## Exercise aim
Reproduce the data without any changes, beginning with the line that contains "Return the segmentation of every instance of the blue sky" and continuing through the last line of the data. Include both of these lines and output nothing else.

## Task inputs
☆ ☆ ☆ ☆ ☆
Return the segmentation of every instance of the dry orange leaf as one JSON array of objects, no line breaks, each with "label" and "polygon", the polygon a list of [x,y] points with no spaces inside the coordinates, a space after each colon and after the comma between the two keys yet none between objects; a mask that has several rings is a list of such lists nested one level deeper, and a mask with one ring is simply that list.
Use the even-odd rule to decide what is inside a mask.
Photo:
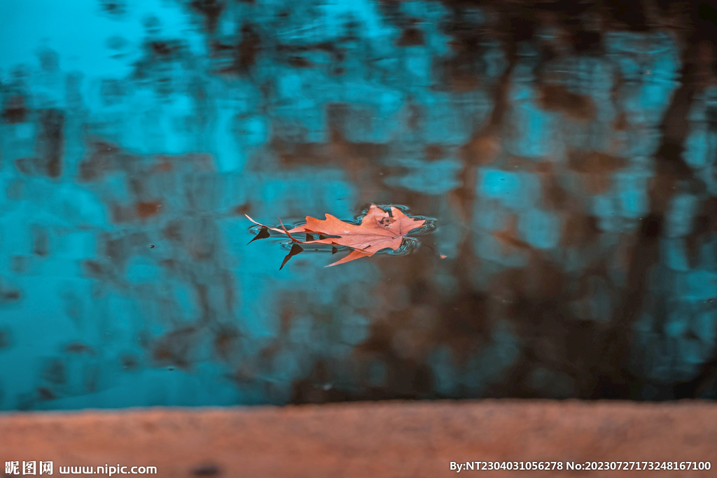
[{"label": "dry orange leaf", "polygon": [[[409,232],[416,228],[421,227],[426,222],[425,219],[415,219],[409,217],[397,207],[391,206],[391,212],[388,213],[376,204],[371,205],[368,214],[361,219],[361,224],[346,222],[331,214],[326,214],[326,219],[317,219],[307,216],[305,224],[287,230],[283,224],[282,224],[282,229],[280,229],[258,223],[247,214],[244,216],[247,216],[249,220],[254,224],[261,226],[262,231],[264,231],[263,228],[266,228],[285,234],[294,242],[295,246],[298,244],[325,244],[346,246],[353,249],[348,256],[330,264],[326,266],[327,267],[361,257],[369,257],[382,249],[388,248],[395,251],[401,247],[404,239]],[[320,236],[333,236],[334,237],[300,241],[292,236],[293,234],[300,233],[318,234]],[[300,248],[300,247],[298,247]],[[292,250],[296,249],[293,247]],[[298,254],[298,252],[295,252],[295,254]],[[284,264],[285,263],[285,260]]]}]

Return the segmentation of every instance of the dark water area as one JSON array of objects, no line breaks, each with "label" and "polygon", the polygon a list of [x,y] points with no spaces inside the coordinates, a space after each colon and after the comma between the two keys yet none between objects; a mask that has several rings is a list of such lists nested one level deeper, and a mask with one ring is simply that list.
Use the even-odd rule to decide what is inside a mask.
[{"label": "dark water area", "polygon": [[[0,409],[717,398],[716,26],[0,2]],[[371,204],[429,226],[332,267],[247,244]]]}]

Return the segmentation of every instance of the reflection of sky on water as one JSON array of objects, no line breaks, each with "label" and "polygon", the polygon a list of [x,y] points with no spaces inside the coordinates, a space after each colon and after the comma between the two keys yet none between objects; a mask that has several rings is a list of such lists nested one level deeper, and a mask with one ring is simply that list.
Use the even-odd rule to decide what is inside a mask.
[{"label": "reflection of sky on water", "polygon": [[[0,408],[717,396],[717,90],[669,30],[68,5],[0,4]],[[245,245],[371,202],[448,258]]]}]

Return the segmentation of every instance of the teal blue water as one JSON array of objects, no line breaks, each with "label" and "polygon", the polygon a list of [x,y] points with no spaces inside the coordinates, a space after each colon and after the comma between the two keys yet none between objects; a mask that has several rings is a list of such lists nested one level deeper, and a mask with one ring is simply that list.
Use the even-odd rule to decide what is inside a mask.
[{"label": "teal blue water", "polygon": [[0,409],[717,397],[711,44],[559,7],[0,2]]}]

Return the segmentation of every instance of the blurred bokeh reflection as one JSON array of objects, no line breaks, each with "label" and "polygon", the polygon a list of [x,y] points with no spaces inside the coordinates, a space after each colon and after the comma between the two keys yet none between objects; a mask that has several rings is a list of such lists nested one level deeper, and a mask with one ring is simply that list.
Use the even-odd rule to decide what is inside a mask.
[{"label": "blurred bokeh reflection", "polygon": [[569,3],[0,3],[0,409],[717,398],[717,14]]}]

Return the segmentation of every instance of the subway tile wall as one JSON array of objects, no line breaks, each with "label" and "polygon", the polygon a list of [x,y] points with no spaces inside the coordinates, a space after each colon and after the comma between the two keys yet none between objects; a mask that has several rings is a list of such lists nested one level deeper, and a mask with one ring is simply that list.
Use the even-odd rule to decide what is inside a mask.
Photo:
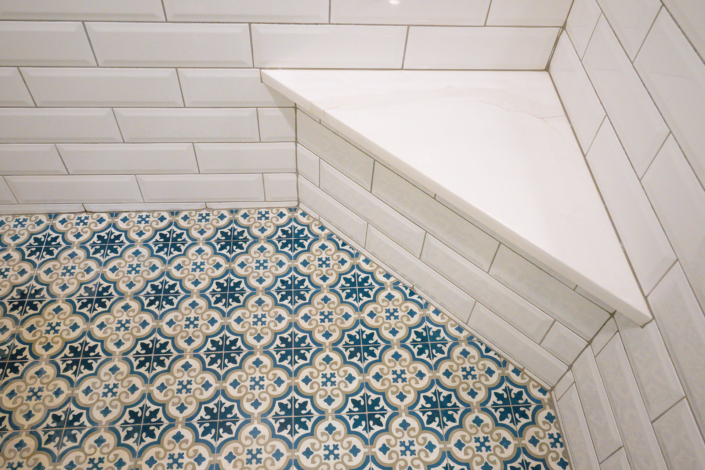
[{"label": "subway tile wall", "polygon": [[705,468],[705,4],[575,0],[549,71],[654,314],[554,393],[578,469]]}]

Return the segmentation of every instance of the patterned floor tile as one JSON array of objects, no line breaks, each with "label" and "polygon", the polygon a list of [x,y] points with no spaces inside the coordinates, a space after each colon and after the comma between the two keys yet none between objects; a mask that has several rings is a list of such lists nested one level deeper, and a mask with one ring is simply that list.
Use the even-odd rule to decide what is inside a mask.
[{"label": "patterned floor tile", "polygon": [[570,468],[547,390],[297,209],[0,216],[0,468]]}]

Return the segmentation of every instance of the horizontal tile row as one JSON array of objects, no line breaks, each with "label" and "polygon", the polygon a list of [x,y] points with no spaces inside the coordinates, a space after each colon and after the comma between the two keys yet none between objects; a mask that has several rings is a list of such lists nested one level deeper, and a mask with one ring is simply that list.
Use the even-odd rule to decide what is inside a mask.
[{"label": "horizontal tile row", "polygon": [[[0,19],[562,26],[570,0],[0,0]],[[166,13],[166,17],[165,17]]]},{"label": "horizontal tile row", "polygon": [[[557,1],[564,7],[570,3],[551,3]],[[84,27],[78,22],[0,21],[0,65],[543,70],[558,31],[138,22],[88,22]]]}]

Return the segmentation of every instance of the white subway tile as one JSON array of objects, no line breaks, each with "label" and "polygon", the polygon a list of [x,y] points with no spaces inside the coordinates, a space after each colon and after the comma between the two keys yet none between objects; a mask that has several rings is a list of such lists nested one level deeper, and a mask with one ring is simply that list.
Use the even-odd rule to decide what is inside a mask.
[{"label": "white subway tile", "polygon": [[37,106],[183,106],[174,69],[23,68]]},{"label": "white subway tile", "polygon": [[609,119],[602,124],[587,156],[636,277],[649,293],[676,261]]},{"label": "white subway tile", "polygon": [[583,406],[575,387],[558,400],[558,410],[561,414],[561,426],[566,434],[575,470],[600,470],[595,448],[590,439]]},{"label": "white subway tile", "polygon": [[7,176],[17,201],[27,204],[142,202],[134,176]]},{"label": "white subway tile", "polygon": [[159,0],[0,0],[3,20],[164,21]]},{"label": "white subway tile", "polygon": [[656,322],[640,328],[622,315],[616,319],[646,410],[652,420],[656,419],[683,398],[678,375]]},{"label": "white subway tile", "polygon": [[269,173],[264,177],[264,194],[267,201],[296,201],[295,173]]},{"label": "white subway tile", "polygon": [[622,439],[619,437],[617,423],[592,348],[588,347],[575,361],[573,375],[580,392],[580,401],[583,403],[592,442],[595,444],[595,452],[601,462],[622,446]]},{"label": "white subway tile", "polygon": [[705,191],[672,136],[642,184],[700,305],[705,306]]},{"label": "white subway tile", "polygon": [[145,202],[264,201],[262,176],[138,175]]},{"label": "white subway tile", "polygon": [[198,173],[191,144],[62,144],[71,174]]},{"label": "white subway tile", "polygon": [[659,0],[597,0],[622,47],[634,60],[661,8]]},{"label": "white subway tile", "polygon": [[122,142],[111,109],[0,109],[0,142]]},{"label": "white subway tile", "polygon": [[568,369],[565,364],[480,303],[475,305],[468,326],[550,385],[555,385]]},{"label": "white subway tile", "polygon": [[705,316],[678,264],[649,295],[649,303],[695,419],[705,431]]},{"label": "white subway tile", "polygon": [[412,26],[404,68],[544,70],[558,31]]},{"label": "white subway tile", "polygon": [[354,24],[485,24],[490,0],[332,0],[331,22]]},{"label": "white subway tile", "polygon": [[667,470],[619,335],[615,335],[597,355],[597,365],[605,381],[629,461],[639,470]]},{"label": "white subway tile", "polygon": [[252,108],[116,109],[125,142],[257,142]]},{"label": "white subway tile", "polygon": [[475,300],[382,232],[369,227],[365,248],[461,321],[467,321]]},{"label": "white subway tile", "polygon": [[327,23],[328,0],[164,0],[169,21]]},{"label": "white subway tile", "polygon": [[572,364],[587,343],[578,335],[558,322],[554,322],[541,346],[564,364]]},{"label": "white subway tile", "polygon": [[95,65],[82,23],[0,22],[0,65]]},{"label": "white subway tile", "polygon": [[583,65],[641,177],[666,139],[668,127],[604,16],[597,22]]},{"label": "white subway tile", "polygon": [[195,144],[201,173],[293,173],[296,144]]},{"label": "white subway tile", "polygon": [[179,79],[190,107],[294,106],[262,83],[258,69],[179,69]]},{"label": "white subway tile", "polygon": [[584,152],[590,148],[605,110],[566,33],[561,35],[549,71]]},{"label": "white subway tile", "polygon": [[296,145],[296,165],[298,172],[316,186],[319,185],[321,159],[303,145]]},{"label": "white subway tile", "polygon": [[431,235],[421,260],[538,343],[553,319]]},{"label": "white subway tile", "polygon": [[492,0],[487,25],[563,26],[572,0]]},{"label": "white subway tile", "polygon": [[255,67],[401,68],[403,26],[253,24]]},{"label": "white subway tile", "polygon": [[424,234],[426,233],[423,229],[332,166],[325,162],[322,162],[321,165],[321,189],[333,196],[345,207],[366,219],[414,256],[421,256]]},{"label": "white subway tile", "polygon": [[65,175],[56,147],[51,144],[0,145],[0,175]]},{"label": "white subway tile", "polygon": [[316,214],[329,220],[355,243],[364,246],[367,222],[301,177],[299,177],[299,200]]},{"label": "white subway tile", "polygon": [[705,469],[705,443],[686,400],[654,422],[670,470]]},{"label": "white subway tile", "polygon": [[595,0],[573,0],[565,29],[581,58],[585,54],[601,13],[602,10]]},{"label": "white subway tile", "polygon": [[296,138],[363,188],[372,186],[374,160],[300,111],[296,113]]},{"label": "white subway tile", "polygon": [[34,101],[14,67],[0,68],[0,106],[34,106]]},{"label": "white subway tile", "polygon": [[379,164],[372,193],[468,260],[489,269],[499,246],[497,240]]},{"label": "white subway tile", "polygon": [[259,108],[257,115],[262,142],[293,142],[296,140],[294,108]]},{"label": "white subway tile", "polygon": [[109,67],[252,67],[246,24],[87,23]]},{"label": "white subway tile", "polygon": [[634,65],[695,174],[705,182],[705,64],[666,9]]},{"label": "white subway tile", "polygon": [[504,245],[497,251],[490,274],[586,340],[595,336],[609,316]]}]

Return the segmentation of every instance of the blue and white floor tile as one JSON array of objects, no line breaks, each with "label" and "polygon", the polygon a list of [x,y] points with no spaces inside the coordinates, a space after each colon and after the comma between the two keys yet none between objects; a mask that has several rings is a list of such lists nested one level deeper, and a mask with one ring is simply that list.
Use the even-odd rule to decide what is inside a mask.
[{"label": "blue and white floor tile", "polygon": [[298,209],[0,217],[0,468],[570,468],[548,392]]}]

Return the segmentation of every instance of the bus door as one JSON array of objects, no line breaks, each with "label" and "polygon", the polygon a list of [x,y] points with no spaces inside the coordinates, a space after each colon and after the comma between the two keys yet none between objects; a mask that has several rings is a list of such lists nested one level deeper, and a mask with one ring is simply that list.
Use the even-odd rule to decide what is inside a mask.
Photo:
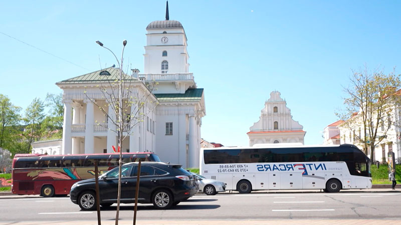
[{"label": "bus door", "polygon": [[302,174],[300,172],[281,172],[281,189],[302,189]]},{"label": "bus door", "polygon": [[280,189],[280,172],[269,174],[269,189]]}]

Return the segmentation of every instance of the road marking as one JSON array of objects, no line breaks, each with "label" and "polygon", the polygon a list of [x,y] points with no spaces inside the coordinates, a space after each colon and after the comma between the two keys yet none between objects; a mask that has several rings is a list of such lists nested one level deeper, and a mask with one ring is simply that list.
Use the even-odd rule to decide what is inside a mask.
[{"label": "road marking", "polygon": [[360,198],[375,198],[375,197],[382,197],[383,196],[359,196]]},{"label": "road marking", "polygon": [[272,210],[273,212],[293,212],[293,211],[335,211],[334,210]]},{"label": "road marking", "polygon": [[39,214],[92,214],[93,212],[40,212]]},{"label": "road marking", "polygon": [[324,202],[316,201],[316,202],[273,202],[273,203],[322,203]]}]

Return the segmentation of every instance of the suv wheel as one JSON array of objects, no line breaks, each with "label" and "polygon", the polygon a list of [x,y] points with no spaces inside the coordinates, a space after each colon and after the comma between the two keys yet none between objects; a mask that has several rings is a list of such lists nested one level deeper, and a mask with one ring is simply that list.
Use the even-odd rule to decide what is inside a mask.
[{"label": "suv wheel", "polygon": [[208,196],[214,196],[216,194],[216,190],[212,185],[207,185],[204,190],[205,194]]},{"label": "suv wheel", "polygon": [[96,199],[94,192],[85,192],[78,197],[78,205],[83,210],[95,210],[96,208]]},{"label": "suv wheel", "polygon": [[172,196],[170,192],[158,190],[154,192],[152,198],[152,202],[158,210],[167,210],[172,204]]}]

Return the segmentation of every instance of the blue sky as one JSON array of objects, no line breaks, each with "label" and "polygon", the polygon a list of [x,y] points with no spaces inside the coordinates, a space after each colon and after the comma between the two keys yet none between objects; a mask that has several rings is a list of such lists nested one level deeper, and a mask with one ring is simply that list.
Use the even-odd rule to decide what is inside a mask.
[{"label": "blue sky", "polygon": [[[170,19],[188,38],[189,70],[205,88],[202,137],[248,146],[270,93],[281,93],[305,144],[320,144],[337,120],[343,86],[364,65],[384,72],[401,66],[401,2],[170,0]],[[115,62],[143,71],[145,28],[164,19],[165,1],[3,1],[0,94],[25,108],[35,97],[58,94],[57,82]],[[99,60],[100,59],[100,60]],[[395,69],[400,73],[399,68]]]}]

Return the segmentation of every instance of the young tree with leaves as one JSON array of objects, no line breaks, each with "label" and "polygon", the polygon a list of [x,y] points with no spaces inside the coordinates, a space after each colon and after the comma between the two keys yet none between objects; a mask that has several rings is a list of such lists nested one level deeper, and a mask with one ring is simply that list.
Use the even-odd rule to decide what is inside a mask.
☆ ☆ ☆ ☆ ☆
## Written solution
Return the segmentation of every instance of the blue sky as one JSON array of objects, no line breaks, each with "label" and "polygon", the polygon a list of [x,y] points with no spaces inside the coordinates, a space after each colon and after the comma between the two keys yet none between objects; a mask that has several rings is a list of such lists nested one level deeper, and a mask with one ring is simply that list.
Use the even-odd rule to decide what is inside a mask.
[{"label": "blue sky", "polygon": [[[170,19],[188,38],[189,70],[205,88],[202,137],[248,146],[270,93],[281,93],[305,144],[320,144],[337,120],[343,86],[364,65],[384,72],[401,66],[401,2],[170,0]],[[115,62],[143,71],[145,28],[164,19],[165,1],[3,1],[0,94],[25,108],[35,97],[58,94],[57,82]],[[99,60],[100,59],[100,60]],[[395,69],[400,73],[399,68]]]}]

Return the segmentation of every instance of the young tree with leaves as one JSON array of objects, no line breaks, each with "label" and "polygon", the polygon a list of [x,y] points with no spaces inside the coordinates, a space after each colon and after the comma between the two keys yet none between objects; a mask that has several rings is a list of such lists nested one level deeper, and a mask with one ring is simply that list.
Use the even-odd rule to decide what is inside a mask.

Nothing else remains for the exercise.